Copy the records word for word, from the line with "Where can the eye be" to the line with "pixel 153 90", and nothing else.

___

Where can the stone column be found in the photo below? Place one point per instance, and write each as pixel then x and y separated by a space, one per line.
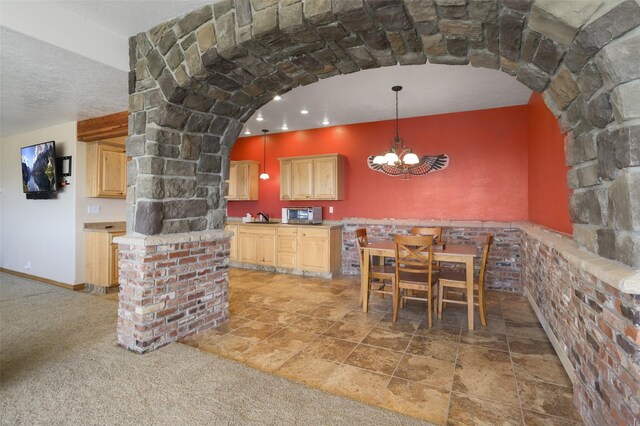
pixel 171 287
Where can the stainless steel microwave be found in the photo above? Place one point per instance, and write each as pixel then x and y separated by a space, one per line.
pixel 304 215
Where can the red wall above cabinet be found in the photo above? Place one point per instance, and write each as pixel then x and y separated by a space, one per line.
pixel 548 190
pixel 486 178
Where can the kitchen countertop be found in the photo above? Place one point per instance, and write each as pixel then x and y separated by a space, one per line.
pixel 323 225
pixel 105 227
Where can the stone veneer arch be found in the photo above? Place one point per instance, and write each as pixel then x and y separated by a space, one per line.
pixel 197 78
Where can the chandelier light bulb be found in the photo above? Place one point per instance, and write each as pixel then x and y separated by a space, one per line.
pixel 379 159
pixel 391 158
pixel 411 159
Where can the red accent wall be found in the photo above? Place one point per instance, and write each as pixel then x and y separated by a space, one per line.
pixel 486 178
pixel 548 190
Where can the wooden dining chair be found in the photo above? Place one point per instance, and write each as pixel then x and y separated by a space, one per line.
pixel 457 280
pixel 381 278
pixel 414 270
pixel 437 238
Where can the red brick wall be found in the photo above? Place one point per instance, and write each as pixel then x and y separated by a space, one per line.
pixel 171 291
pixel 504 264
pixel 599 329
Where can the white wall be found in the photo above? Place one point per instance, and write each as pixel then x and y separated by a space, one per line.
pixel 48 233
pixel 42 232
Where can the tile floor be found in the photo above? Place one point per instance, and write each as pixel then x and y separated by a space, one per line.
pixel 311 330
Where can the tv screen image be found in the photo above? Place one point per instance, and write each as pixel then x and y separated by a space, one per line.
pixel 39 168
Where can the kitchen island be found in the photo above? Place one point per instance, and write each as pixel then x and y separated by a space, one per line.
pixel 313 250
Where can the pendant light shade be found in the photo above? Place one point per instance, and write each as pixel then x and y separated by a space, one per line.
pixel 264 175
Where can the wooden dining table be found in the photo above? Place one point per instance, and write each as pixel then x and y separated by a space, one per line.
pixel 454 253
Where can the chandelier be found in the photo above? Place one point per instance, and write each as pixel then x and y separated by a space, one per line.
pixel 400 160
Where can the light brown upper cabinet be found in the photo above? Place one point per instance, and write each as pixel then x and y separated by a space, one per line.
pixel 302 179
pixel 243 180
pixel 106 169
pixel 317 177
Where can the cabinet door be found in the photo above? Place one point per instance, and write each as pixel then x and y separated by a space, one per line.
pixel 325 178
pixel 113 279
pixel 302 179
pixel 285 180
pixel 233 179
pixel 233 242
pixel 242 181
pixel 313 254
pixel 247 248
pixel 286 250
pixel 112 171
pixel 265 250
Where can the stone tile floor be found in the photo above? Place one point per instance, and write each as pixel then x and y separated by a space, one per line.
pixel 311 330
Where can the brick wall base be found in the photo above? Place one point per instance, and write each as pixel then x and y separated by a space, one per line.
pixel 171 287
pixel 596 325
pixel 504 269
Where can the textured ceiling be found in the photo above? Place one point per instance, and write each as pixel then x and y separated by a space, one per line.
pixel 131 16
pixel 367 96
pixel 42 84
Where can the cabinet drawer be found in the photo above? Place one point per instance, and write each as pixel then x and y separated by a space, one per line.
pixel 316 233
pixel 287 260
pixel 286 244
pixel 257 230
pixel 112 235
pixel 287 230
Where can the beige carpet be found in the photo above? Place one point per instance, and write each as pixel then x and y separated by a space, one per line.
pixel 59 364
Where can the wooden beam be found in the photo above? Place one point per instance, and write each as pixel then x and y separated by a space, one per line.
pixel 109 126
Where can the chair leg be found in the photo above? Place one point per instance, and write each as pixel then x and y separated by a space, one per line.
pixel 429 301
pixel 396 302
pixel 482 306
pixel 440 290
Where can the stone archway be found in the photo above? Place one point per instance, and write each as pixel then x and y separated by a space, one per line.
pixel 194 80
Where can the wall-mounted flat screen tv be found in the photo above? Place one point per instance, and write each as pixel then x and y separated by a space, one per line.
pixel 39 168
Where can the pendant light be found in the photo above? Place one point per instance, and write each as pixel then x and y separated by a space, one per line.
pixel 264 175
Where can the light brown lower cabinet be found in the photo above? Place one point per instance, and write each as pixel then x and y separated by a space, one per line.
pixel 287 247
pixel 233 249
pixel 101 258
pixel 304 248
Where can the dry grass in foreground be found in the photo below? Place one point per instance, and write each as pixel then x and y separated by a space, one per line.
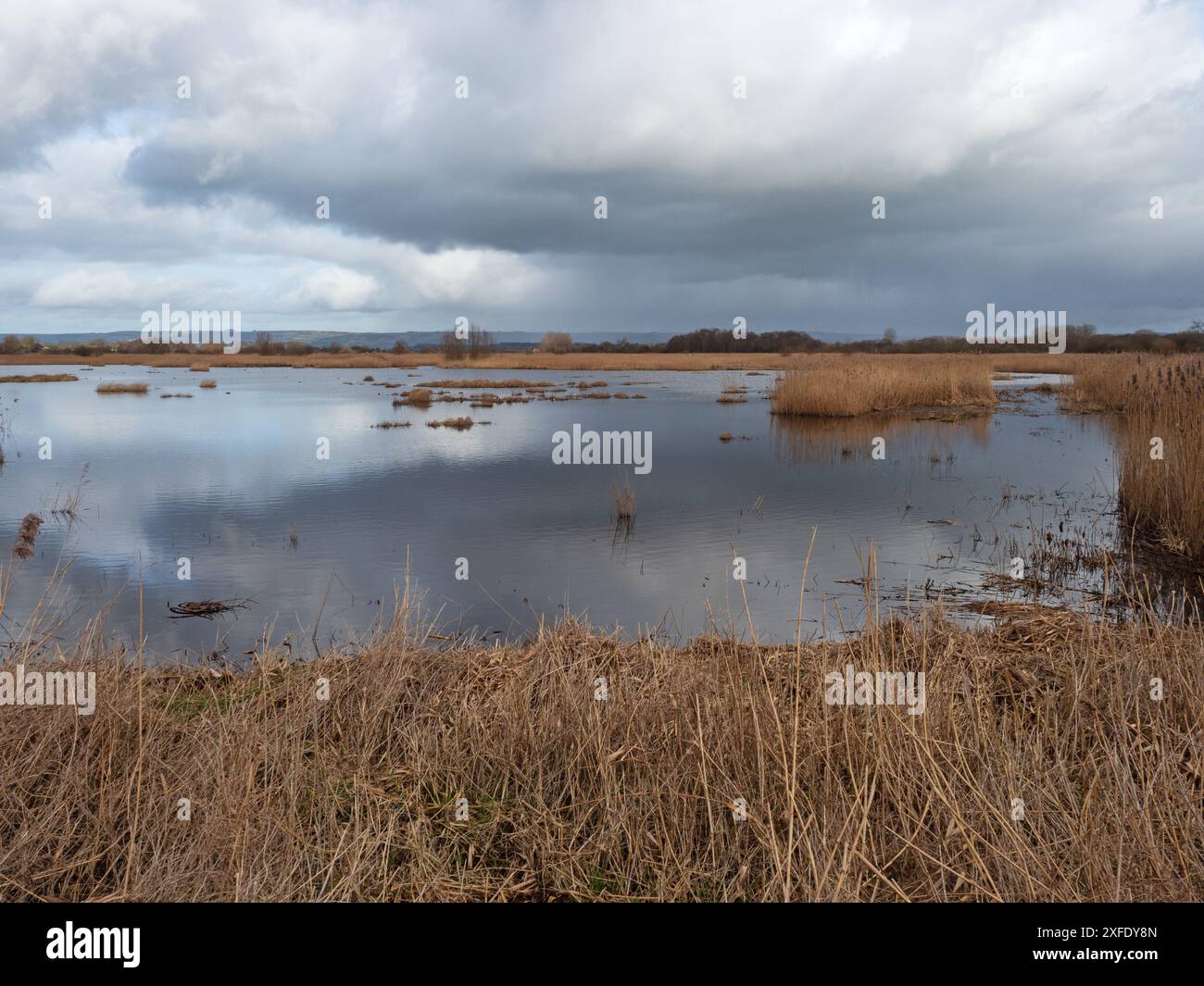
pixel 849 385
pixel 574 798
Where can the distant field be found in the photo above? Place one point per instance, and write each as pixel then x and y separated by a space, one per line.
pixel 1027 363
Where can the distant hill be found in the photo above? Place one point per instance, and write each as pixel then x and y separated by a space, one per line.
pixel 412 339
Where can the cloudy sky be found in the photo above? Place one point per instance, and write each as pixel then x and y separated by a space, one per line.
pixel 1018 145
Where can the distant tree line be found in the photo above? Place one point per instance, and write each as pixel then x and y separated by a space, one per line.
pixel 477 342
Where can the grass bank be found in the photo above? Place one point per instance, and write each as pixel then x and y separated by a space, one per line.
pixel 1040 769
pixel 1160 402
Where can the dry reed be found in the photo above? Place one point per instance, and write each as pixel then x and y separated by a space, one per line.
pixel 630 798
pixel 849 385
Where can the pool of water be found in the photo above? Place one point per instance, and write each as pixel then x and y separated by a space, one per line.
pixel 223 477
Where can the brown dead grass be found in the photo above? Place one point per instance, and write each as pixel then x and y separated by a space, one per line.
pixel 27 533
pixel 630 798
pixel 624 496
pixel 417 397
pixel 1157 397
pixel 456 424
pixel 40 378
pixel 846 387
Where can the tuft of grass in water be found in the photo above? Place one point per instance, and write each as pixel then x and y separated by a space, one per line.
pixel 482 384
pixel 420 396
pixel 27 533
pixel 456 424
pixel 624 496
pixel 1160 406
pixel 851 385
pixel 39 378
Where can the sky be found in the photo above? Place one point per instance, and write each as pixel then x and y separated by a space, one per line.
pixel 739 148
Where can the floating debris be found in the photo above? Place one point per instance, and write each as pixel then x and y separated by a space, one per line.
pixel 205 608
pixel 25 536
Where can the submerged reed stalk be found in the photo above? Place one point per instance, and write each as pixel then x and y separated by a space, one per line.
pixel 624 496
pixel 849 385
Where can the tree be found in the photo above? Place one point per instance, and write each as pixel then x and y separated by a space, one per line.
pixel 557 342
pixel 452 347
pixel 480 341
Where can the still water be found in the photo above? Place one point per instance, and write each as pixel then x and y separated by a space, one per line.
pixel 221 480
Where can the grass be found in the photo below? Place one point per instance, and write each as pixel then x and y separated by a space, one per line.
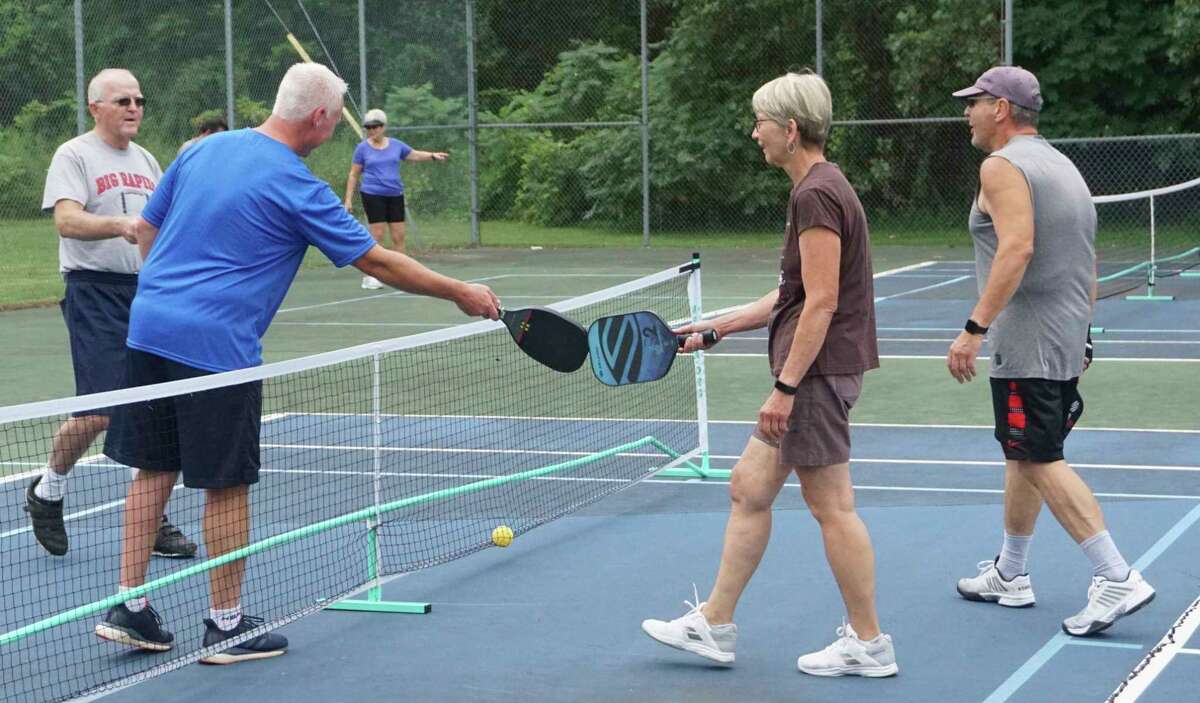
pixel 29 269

___

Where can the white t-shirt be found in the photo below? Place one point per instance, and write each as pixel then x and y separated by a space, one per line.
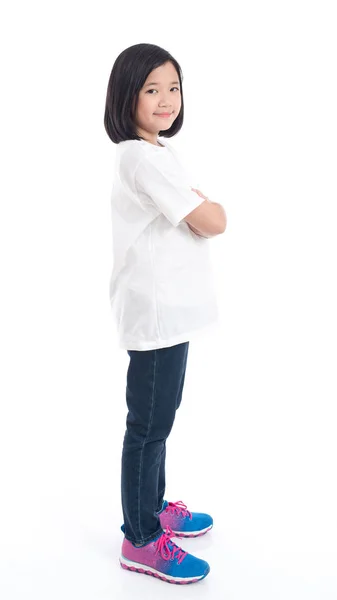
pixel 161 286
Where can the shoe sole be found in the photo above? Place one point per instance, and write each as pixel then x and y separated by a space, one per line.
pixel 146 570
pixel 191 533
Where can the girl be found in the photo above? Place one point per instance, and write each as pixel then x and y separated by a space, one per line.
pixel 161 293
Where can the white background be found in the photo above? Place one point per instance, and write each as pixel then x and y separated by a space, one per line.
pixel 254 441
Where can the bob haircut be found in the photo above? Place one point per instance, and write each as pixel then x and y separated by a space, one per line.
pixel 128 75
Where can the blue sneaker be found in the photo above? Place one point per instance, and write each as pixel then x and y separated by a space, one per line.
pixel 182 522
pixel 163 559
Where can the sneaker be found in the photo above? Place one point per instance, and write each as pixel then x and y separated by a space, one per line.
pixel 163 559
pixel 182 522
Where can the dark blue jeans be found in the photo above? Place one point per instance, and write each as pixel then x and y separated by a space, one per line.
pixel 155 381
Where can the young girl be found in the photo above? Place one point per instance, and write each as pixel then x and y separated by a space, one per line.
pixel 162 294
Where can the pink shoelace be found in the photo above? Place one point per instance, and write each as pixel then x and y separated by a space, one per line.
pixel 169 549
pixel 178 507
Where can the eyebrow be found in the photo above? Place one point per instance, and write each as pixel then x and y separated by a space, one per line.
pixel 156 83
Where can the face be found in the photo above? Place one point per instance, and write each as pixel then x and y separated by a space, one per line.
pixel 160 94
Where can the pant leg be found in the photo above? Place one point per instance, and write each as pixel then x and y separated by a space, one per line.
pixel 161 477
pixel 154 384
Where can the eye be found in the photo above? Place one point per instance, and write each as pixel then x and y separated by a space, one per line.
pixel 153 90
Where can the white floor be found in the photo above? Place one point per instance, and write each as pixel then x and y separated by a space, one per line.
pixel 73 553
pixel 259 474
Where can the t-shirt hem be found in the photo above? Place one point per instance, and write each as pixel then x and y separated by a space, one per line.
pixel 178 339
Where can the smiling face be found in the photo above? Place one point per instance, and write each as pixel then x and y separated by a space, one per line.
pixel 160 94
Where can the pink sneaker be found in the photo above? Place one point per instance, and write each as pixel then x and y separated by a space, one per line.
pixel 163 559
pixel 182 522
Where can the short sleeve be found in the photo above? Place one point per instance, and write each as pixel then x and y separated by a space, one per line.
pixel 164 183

___

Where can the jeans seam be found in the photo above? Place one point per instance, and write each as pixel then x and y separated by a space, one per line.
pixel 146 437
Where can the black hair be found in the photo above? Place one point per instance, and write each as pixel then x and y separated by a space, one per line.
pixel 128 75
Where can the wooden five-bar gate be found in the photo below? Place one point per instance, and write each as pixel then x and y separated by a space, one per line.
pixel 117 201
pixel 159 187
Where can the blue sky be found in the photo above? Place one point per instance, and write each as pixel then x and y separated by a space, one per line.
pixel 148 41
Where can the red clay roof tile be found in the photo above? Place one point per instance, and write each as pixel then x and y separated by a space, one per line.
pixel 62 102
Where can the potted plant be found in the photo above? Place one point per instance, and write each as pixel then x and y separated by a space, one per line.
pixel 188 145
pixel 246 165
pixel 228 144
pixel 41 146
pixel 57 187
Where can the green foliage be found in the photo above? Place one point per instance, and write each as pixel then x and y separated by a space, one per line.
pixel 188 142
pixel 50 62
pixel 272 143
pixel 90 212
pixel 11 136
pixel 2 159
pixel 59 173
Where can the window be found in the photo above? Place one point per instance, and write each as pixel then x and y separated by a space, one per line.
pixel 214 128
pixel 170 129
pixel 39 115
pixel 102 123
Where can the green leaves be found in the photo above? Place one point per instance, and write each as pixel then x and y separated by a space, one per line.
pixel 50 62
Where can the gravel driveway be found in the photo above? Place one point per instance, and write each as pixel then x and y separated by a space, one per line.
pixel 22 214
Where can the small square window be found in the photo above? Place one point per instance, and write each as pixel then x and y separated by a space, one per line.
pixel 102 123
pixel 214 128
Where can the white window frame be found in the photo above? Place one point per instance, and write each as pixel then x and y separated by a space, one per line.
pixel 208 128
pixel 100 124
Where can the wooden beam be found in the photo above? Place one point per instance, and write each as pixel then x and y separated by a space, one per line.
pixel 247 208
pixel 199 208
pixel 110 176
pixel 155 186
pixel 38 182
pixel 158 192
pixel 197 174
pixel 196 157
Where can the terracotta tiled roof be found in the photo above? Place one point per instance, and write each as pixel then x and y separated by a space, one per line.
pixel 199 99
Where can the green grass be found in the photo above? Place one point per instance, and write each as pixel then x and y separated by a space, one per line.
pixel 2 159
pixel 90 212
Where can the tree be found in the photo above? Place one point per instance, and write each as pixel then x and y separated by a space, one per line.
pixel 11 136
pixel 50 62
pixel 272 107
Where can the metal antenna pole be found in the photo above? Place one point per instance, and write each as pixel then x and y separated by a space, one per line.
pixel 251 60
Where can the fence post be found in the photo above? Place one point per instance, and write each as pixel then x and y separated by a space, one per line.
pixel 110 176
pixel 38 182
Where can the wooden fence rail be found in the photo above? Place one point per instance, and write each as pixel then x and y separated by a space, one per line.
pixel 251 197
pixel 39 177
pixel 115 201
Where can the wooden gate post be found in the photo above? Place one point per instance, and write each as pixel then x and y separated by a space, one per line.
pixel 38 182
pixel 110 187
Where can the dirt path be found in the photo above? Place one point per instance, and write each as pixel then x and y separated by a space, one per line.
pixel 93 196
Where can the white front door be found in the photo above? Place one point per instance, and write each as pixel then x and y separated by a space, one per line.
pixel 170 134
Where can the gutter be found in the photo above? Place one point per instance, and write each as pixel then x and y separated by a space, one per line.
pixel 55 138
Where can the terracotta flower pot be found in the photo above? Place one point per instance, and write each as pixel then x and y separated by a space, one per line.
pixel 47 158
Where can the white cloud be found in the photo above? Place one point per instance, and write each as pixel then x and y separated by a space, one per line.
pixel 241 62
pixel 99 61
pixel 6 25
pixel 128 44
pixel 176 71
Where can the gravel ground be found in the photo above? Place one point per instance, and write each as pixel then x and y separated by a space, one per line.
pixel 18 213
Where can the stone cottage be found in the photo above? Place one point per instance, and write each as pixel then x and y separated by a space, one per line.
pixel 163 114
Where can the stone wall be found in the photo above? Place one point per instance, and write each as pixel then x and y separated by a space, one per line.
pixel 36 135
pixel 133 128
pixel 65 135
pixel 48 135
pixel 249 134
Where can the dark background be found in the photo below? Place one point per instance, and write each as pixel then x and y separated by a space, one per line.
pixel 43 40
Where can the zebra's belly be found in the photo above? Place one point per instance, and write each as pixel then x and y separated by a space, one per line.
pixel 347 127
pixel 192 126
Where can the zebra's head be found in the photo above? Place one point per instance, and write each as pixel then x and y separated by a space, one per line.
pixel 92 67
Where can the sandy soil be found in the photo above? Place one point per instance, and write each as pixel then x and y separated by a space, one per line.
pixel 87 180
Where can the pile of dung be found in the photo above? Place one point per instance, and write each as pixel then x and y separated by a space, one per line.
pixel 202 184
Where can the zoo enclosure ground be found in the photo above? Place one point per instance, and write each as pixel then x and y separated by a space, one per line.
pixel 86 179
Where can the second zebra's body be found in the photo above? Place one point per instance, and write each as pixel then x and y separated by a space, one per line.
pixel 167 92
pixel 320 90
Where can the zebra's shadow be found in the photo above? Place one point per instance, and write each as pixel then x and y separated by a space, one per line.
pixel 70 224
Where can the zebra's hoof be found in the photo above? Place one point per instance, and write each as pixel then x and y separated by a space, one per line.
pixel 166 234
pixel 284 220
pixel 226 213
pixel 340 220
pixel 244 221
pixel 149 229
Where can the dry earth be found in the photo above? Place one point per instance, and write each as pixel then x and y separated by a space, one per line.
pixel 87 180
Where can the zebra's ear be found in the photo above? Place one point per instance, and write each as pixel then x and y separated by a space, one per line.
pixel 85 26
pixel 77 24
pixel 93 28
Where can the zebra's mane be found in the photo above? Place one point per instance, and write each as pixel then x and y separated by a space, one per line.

___

◆ SOLUTION ◆
Where can the eye be found in the photo above? Place one point per instance, and write each as pixel then x and y separated by a space, one per line.
pixel 153 90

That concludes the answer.